### Aim
Switch "rock face" to "cliff face" in the entries from the line with "Task: put a point on every instance of the black and" through the end of the entries, and write those lines out again with nothing else changed.

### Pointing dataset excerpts
——————————

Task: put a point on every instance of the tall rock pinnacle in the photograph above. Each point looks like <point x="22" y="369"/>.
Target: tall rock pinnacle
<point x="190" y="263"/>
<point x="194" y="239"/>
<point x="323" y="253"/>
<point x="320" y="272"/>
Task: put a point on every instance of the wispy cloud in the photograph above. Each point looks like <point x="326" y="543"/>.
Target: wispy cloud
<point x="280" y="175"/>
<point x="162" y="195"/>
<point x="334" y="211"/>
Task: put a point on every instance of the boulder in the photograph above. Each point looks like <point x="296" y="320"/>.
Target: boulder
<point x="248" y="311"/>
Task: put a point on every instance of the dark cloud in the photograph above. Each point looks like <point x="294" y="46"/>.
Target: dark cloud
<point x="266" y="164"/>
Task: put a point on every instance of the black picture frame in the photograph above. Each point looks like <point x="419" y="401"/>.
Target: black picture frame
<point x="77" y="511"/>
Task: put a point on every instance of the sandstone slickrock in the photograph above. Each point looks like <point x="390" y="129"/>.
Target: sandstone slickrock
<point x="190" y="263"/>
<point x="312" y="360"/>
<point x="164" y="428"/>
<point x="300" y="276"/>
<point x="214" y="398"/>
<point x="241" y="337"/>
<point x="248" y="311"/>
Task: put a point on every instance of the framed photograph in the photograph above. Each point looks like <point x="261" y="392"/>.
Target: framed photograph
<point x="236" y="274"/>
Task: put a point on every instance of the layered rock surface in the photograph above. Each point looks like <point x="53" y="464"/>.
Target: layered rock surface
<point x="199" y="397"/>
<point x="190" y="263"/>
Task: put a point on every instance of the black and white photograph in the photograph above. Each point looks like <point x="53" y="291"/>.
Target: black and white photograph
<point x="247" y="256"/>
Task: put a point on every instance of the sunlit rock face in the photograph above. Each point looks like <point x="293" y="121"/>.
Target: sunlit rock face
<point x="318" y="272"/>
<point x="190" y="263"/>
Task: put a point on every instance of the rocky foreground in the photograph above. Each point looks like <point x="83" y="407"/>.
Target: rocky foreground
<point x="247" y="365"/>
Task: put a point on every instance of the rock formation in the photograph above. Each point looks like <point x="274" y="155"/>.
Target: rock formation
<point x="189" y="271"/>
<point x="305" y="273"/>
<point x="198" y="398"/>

——————————

### Exercise response
Task: put a point on every instance of the black and white photograph in the photograph above. Each point looks like <point x="53" y="291"/>.
Target: black and white photograph
<point x="247" y="256"/>
Task: put a point on every instance of the sunlit cliff face in the photograph above. Each point looks like <point x="293" y="121"/>.
Target: sunlit cliff face
<point x="318" y="272"/>
<point x="190" y="263"/>
Task: put a point on every instance of the rocky foreground in the photograph above. Each point looks like <point x="83" y="407"/>.
Target: rocky foreground
<point x="247" y="365"/>
Task: put a point on every instance of the rock formation in the photograph above. Each point looks like <point x="274" y="155"/>.
Target: rock formation
<point x="189" y="271"/>
<point x="305" y="273"/>
<point x="198" y="398"/>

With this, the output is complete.